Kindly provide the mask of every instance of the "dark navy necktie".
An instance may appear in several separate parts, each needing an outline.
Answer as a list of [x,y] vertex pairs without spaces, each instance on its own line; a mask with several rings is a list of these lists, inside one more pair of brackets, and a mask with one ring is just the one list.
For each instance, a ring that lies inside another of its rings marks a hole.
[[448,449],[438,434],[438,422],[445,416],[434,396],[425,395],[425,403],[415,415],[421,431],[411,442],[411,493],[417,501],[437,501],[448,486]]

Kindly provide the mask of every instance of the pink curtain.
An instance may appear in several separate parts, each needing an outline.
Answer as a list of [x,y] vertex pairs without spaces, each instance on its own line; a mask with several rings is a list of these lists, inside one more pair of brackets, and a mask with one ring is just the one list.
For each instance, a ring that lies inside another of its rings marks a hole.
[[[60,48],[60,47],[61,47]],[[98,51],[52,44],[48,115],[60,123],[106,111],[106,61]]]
****************
◆ Goal of the exercise: Render the listing above as a two-column CSV with the columns request and outline: one row per entry, its request text and its answer each in one double-quoted field, with line breaks replaced by spaces.

◆ Response:
request,outline
"Kindly provide the mask of every instance of the ""dark navy necktie"". An instance may appear in several separate parts, each needing an outline. Answer as a list of [x,y] vertex pairs without spaces, each instance on its own line; a mask with several rings is a list of these lists, inside one more pair of brackets, and a mask with one ring is just the one list. For each instance, a ring that lies inside another of its rings marks a hole.","[[448,449],[438,434],[438,422],[445,416],[434,396],[425,395],[425,403],[415,415],[421,431],[411,442],[411,493],[417,501],[437,501],[448,486]]"
"Kindly provide the mask of every instance of the pink curtain. An instance may appear in several separate parts, each needing an outline. Answer as a list of [x,y] vertex pairs without spaces, each instance on its own line; a mask with several rings is a list of these lists, inside one more pair of brackets, and a mask with one ring is just the one list. For each instance, a ring that lies inside another of its rings marks a hole.","[[[60,48],[60,47],[61,47]],[[98,51],[52,44],[48,115],[60,123],[106,111],[106,61]]]"